◆ Data to use:
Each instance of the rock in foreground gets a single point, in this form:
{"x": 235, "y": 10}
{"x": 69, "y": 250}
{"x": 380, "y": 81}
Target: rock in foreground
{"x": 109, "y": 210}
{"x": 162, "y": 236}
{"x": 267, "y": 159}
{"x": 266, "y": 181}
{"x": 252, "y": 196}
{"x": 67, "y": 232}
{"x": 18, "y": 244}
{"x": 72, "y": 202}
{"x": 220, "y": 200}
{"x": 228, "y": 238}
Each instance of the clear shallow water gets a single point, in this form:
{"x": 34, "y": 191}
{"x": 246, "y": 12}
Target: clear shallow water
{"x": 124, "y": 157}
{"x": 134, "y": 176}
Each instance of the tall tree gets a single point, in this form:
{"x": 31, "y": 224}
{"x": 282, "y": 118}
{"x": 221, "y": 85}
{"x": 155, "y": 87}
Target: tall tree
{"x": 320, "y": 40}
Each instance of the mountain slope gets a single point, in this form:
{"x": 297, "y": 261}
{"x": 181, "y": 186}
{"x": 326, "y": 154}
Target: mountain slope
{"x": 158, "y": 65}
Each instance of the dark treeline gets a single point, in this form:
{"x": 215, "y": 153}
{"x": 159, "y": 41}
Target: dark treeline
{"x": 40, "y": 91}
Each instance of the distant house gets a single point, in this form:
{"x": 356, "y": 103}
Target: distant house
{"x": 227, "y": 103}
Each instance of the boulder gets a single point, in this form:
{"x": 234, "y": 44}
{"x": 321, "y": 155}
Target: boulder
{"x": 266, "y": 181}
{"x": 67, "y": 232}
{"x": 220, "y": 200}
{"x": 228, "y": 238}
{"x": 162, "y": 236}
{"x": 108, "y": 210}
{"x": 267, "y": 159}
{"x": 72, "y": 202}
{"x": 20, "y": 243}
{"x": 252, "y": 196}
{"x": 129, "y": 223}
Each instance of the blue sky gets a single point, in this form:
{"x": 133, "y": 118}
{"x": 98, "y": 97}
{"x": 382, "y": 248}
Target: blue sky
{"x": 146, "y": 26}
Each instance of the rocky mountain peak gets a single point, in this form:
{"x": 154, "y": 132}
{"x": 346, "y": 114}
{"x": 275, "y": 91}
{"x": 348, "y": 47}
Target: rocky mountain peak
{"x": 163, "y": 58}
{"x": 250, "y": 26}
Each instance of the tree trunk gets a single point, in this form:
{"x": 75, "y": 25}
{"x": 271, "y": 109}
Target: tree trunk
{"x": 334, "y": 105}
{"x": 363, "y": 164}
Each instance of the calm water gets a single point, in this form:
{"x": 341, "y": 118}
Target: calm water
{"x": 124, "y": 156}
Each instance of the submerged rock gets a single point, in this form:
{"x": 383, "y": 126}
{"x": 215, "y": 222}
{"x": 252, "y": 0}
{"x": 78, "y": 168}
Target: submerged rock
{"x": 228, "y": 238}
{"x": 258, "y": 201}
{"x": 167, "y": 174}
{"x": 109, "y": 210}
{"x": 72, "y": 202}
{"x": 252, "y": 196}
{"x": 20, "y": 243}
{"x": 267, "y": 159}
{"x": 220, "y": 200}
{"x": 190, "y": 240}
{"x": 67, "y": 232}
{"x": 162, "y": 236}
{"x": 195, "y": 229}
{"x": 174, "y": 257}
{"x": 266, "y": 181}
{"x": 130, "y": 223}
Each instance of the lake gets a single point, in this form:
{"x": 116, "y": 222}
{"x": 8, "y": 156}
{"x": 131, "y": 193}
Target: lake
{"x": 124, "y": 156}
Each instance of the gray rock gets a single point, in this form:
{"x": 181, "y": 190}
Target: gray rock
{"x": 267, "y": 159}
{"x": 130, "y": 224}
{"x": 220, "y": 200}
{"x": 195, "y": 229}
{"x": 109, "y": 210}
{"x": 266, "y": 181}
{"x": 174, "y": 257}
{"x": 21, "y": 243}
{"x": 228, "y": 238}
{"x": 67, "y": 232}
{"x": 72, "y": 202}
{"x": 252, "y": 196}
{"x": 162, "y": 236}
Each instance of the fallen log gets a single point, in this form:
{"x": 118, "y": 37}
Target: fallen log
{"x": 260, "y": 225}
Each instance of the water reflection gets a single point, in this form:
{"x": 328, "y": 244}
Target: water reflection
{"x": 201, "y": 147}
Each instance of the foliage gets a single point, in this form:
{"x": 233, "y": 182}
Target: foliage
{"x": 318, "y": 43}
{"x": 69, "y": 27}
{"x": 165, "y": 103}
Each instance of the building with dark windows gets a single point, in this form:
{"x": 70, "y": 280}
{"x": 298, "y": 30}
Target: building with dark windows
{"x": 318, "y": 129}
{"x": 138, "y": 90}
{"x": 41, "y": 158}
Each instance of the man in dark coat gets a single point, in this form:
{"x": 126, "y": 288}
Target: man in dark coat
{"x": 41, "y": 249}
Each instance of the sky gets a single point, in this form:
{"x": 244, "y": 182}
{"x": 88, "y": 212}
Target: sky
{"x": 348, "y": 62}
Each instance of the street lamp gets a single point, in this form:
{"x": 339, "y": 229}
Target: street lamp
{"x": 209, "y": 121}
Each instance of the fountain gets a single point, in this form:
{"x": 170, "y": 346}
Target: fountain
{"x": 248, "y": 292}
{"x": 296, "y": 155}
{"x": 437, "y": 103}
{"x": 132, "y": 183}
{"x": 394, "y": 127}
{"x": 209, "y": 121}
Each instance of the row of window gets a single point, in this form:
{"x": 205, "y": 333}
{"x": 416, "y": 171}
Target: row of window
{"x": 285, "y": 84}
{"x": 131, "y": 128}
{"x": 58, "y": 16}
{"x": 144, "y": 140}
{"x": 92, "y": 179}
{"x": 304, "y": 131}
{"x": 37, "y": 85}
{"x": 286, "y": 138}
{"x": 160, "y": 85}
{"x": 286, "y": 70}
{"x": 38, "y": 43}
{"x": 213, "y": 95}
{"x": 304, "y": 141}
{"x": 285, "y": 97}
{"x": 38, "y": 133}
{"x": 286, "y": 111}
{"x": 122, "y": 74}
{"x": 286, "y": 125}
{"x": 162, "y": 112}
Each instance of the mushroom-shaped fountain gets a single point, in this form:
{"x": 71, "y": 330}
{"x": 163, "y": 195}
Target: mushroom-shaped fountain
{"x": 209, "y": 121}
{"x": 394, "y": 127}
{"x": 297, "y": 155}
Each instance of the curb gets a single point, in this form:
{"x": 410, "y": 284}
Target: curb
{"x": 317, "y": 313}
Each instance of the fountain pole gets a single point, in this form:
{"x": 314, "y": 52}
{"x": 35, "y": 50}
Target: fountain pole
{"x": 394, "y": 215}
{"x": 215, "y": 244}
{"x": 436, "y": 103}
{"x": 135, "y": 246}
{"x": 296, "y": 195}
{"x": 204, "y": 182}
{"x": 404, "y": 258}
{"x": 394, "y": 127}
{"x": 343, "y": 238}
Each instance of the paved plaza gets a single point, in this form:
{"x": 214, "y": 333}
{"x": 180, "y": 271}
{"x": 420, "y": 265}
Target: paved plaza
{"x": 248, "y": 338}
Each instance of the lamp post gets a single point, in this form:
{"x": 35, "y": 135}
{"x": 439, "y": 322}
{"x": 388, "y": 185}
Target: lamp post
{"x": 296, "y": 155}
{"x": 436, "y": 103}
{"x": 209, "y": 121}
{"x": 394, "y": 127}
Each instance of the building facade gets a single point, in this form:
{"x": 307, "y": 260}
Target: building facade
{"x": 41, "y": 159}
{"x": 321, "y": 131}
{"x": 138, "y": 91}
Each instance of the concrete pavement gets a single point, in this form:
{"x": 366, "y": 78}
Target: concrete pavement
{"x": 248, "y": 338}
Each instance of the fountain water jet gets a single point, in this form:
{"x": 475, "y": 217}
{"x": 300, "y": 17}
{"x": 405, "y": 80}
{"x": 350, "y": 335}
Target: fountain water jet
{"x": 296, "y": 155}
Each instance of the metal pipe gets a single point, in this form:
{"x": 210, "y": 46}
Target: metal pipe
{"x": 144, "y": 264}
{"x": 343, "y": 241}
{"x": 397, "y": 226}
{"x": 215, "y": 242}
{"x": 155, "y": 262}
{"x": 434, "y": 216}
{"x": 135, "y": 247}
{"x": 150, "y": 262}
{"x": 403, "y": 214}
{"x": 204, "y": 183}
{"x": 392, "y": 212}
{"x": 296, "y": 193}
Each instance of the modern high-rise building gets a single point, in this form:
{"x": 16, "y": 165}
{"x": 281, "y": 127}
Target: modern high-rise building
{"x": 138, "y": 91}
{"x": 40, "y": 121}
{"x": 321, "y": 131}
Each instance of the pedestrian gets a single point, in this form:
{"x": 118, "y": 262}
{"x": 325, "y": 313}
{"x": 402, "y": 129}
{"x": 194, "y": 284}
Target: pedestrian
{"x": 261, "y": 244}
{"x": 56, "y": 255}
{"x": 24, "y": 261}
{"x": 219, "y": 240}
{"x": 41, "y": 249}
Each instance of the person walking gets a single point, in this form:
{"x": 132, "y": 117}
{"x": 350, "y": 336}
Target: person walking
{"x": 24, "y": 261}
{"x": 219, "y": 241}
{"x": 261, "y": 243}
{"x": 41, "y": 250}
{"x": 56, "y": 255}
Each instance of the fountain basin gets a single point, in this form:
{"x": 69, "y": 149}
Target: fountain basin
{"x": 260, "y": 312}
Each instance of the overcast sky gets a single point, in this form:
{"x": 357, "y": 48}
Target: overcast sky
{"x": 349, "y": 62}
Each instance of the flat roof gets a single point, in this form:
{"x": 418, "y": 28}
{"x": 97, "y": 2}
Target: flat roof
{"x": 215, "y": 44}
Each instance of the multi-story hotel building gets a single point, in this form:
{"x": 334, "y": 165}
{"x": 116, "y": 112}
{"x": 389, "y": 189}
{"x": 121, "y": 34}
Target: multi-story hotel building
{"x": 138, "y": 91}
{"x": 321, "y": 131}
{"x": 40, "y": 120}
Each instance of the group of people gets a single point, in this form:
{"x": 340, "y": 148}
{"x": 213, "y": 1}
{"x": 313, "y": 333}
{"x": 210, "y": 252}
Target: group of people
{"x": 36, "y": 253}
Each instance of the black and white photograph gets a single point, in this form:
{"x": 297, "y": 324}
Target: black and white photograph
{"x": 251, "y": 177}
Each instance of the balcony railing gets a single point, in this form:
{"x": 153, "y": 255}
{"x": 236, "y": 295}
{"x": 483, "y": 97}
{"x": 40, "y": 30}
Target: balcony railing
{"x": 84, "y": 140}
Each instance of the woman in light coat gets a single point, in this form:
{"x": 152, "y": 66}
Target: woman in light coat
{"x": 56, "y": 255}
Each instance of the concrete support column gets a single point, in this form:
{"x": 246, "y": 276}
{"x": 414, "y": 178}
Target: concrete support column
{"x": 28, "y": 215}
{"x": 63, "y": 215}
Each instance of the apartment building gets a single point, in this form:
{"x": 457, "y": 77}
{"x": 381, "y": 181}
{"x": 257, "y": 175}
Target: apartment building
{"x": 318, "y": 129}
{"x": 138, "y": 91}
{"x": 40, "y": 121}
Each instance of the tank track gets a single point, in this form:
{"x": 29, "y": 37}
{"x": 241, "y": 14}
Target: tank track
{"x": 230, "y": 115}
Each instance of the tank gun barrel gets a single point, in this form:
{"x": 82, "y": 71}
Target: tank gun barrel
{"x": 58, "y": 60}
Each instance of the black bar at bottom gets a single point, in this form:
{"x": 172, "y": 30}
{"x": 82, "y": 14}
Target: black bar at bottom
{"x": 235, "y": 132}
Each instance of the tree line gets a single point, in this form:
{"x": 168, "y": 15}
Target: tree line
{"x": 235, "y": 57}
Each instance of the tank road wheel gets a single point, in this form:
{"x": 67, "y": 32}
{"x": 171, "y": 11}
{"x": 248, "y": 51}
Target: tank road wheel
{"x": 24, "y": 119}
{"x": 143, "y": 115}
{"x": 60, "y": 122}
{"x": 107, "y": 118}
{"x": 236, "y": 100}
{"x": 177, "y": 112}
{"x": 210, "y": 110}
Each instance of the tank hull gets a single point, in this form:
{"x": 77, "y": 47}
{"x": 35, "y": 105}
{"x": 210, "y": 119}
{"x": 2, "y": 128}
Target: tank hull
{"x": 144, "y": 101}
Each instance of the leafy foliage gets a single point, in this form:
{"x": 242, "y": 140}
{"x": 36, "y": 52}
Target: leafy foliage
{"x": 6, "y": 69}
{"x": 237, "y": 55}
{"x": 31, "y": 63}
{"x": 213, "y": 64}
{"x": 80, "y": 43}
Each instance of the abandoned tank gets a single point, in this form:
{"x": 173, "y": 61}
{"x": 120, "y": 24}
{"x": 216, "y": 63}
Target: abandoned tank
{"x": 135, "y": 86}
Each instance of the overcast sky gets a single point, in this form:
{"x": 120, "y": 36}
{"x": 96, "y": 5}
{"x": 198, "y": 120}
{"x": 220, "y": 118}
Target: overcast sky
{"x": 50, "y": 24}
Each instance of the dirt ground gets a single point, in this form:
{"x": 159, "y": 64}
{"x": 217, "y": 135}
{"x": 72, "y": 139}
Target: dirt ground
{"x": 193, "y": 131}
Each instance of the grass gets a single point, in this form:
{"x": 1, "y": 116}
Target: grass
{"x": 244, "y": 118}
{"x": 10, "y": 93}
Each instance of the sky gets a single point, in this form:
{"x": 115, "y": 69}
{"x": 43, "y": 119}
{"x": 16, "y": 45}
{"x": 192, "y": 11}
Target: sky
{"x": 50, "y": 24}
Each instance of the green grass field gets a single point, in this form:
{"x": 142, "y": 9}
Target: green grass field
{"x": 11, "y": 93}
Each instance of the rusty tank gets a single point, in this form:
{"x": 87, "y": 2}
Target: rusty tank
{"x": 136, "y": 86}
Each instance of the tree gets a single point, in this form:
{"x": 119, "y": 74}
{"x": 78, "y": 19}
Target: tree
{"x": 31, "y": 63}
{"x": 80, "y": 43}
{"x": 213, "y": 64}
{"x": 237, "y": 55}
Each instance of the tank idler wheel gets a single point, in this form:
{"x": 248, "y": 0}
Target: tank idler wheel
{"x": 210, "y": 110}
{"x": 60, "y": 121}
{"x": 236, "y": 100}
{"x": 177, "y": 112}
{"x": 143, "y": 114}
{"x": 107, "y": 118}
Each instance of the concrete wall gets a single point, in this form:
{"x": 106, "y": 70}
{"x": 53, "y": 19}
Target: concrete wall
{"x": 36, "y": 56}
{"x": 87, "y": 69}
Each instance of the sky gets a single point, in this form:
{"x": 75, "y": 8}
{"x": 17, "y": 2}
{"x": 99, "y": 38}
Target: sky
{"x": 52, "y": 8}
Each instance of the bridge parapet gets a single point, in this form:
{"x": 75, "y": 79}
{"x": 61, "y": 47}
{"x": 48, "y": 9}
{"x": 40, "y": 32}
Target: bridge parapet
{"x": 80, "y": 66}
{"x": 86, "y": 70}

◆ Prompt:
Copy the material above word for word, from the line containing "Each instance of the tree gets" through the end of the material, both ends included.

◆ Solution to this task:
Each instance of the tree gets a single point, in this form:
{"x": 119, "y": 74}
{"x": 78, "y": 19}
Target: tree
{"x": 31, "y": 63}
{"x": 80, "y": 43}
{"x": 213, "y": 64}
{"x": 237, "y": 55}
Each instance of the tank idler wheel gets a single point, in this form:
{"x": 248, "y": 0}
Target: tank idler wheel
{"x": 210, "y": 110}
{"x": 60, "y": 121}
{"x": 236, "y": 100}
{"x": 177, "y": 112}
{"x": 143, "y": 114}
{"x": 107, "y": 118}
Each instance of the concrete wall gets a single point, in this form:
{"x": 106, "y": 70}
{"x": 53, "y": 19}
Target: concrete wall
{"x": 36, "y": 56}
{"x": 87, "y": 69}
Each instance of the sky gets a single point, in this form:
{"x": 75, "y": 8}
{"x": 17, "y": 2}
{"x": 99, "y": 38}
Target: sky
{"x": 52, "y": 8}
Each instance of the bridge parapet gets a single point, in this form:
{"x": 75, "y": 79}
{"x": 61, "y": 47}
{"x": 48, "y": 9}
{"x": 40, "y": 32}
Target: bridge parapet
{"x": 80, "y": 66}
{"x": 86, "y": 70}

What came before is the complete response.